▸ What this task involves
List every line in the records below that contains the string "skier".

▸ Records provided
──────────────────────────────
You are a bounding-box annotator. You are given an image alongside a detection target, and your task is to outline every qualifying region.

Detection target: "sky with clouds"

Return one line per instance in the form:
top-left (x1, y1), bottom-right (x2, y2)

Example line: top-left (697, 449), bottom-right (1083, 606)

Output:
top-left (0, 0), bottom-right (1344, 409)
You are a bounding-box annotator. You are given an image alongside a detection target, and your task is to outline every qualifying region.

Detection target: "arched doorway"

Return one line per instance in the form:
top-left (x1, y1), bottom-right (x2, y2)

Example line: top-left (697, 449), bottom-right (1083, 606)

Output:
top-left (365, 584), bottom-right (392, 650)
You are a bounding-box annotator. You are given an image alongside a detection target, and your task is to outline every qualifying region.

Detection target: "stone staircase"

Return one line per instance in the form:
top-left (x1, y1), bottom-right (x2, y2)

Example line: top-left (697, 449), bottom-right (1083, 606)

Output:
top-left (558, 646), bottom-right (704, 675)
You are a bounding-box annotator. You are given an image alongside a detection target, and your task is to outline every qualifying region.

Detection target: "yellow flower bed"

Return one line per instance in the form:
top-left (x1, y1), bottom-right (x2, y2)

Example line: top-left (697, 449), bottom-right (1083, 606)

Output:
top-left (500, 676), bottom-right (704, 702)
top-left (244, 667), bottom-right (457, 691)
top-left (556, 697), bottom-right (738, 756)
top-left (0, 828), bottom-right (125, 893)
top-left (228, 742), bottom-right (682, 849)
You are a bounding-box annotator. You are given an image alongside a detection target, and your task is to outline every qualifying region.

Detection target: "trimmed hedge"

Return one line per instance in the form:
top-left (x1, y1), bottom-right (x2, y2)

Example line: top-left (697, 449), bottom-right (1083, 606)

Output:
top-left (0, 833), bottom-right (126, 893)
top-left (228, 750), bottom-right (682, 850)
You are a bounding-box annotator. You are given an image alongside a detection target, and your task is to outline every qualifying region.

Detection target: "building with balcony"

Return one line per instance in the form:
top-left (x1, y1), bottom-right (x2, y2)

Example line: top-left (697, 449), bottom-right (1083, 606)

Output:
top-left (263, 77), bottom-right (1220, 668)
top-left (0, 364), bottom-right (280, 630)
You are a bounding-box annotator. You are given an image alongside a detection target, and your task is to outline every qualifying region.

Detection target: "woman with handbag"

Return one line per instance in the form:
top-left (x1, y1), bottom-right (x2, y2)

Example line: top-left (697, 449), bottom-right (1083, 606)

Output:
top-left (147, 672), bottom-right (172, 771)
──────────────────────────────
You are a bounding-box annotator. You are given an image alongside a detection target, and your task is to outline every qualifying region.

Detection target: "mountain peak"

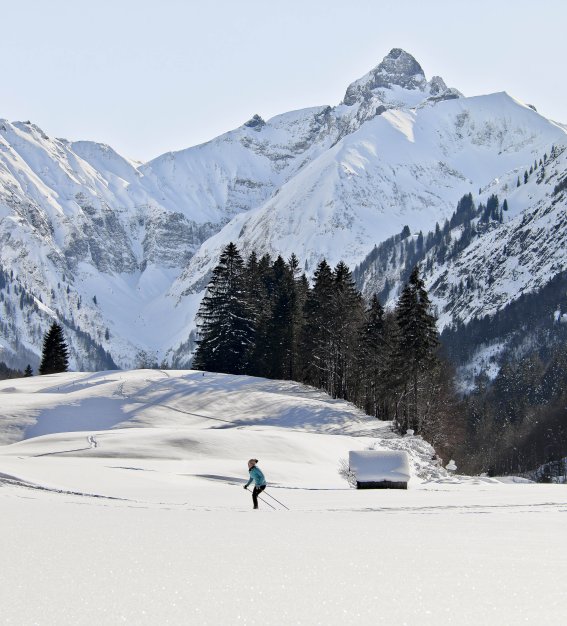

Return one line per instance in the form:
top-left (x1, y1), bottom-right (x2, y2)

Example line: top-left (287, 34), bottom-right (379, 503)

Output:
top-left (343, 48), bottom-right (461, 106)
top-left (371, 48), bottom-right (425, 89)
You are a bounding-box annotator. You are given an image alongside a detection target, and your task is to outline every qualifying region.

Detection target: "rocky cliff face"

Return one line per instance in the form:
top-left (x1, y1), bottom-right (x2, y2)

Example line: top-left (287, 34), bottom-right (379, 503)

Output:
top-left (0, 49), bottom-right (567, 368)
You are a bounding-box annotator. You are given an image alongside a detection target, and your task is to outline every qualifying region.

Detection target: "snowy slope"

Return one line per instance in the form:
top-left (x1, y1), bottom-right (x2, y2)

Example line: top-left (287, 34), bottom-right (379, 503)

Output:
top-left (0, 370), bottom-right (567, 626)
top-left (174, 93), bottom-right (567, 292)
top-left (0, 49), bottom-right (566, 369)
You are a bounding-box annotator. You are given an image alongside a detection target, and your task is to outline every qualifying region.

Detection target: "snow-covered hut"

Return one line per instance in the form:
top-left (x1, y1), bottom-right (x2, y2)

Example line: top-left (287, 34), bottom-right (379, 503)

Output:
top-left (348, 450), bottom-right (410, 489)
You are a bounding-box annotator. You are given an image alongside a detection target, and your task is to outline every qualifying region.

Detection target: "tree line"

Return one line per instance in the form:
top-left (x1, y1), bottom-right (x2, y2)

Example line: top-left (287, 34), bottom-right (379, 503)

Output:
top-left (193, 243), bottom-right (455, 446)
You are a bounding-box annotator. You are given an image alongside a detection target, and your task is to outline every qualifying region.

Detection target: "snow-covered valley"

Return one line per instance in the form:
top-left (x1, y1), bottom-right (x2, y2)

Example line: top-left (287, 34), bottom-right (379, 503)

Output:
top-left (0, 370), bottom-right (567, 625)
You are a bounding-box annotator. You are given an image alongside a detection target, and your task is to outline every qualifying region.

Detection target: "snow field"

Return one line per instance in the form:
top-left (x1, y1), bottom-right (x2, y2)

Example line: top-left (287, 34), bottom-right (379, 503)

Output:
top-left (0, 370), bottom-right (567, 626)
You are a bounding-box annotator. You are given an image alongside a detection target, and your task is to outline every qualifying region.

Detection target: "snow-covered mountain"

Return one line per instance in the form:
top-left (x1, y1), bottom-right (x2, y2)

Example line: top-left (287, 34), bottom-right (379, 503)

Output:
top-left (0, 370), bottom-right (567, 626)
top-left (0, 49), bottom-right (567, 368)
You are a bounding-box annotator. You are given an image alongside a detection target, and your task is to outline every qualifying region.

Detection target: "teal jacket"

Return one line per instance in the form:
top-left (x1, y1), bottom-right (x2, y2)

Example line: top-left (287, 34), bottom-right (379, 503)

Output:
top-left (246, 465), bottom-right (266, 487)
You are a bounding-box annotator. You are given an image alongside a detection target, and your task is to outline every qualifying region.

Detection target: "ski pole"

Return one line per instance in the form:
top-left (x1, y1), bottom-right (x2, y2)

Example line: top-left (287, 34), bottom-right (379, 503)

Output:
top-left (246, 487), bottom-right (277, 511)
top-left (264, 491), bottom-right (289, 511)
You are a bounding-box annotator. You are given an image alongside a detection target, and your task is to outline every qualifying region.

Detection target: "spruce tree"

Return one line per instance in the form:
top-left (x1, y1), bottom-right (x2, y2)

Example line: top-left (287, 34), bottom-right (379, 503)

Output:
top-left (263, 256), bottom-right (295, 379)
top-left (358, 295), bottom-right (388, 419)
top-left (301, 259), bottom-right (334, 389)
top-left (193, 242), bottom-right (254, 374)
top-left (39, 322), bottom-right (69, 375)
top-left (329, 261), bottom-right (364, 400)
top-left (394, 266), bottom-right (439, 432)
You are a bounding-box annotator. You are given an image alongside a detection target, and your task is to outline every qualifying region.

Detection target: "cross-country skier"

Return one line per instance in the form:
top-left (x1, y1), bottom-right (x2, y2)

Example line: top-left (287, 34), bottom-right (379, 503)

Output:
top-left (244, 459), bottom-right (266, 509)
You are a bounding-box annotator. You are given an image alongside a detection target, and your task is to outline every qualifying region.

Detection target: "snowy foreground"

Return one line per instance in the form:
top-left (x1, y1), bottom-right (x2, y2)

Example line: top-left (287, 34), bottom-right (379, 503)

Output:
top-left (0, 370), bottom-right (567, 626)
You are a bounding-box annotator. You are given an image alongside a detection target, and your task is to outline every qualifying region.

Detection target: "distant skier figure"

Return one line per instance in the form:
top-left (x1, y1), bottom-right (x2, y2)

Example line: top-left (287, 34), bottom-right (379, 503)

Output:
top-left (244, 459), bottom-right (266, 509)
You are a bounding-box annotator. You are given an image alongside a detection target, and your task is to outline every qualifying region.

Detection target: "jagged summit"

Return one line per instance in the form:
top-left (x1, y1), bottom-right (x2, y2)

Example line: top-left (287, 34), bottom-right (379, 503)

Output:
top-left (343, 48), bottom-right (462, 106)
──────────────────────────────
▸ Solved exercise
Detection target: "cross-country skier"
Detection target: "distant skier figure"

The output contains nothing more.